▸ Excerpt provided
1. Not Only Yet Another Hybrid Cache #

The idea of building a hybrid cache (a combination of in-memory cache and disk cache) first started in 2020. Coincidentally, the project that inspired Foyer, CacheLib, also published its OSDI paper in the same year.

Back in 2020, I was an intern at PingCAP, working on some development task of TiKV, the distributed storage engine for the distributed OLTP database TiDB. At that time, most databases, including TiDB, still used local disk or EBS service as the main storage medium, while S3 was mainly used as a cold backup for snapshot data.

TiKV Architecture — TiKV - Architecture(Source: https://tikv.org/docs/3.0/concepts/architecture/)

As S3 became more widely adopted, its remarkable availability, durability, scalability, and low storage cost became increasingly attractive. TiDB also wanted to move toward a cloud-native architecture that uses S3 as the main storage medium, just like some new databases at that time. There had already been many design discussions within PingCAP, which later evolved into what is now Cloud-native TiDB (or maybe it’s called Serverless TiDB? I’m not quite sure).

UPDATE: During my writing this blog, their CEO Dongxu just released a blog and announced the new architecture as TiDB X. Yet another ‘X’, fine. 🫠

Unfortunately, since I was pursuing my master’s degree at that time, I didn’t have the energy to continue my internship at PingCAP. However, this experience had a profound impact on my interests. My master’s thesis focused on designing and optimizing an OLTP KV database based on S3. Later, when I had time to take another internship, I joined RisingWave Labs. They were developing a streaming database based on Cloud and S3, RisingWave, which gave me the chance to apply my research to a real-world project.

▸ Stated task 1
Do the following statements agree with the hybrid cache excerpt? Answer yes or no for each, and quote the deciding words from it. (a) The idea of building a hybrid cache first started in 2020. (b) In 2020, most databases, including TiDB, used S3 as their main storage medium. (c) RisingWave Labs was developing a streaming database based on Cloud and S3.
▸ Stated task 2
Write the next paragraph of the hybrid cache excerpt, picking up after its last sentence and keeping its first-person voice.

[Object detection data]
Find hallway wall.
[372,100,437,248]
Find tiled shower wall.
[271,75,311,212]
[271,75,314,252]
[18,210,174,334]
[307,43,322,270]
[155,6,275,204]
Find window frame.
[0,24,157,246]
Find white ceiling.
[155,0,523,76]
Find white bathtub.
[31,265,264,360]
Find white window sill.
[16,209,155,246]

▸ Written reply 1
(a) Yes: "The idea of building a hybrid cache (a combination of in-memory cache and disk cache) first started in 2020."
(b) No: "most databases, including TiDB, still used local disk or EBS service as the main storage medium, while S3 was mainly used as a cold backup for snapshot data."
(c) Yes: "They were developing a streaming database based on Cloud and S3, RisingWave"

▸ Written reply 2
RisingWave - Architecture (Source: https://risingwave.com/blog/hummock-a-storage-engine-designed-for-stream-processing/)

As I expected, after experiencing the honeymoon phase with S3’s reliability, durability, scalability, and storage cost on databases or other data infrastructures based on S3, its shortcomings also gradually became apparent:

High and unpredictable latency makes it hard to meet performance requirements.
Expensive API access fees can make it even more costly than traditional solutions.

Fortunately, both of these problems can be solved with the same approach, which is caching. However, the bad news is, since RisingWave often needs to join two streams from OLTP database’s CDC, its storage access patterns are highly random and the working set can be extremely large. Using an expensive in-memory cache alone is not enough to handle this scenario effectively. Therefore, RisingWave needs to introduce an additional disk cache, making its caching system a hybrid cache.

For more details, please refer to Foyer - Case Study - RisingWave - Challenge 1.
There are also funny diagrams. 🤣

When researching options for hybrid caching, I also looked into the newly open-sourced CacheLib. CacheLib’s C++ code is very solid, especially the in-memory cache component. Moreover, CacheLib is backed by OSDI'20 papers. However, for several reasons, we ultimately decided not to use CacheLib. Instead, we developed our own hybrid cache library in Rust. Here were our considrations:

CacheLib requires entries to use CacheLib-allocated memory.

This limitation means that entries must be serialized, even if only in-memory cache is used and disk cache is not involved.

For more details, please refer to CacheLib’s official document, CacheLib - Write data to cache. Here is a code snippet from it.

string data("new data");

// Allocate memory for the data.
auto handle = cache->allocate(pool_id, "key2", data.size());

// Write the data to the cache.
std::memcpy(handle->getMemory(), data.data(), data.size());

// Insert the item handle into the cache.
cache->insertOrReplace(handle);

Since disk bandwidth is much lower than memory bandwidth, not all entries can be written to disk cache under heavy load. This is especially true when using EBS in the cloud. Some entries need to be dropped in advance to avoid OOM issues. Additionally, hot entries may not need to use disk cache when they are updated or deleted. Under this limitation, some entries will be unnecessarily serialized, resulting in extra performance overhead.

Moreover, we were not fully confident in the effectiveness of hybrid cache at that time. Therefore, we needed a way to configure the system so that hybrid cache could seamlessly fall back to pure in-memory cache without any overhead. Clearly, this limitation did not meet our requirements.

CacheLib, as a C++ project, cannot be easily integrated with the Rust ecosystem of RisingWave.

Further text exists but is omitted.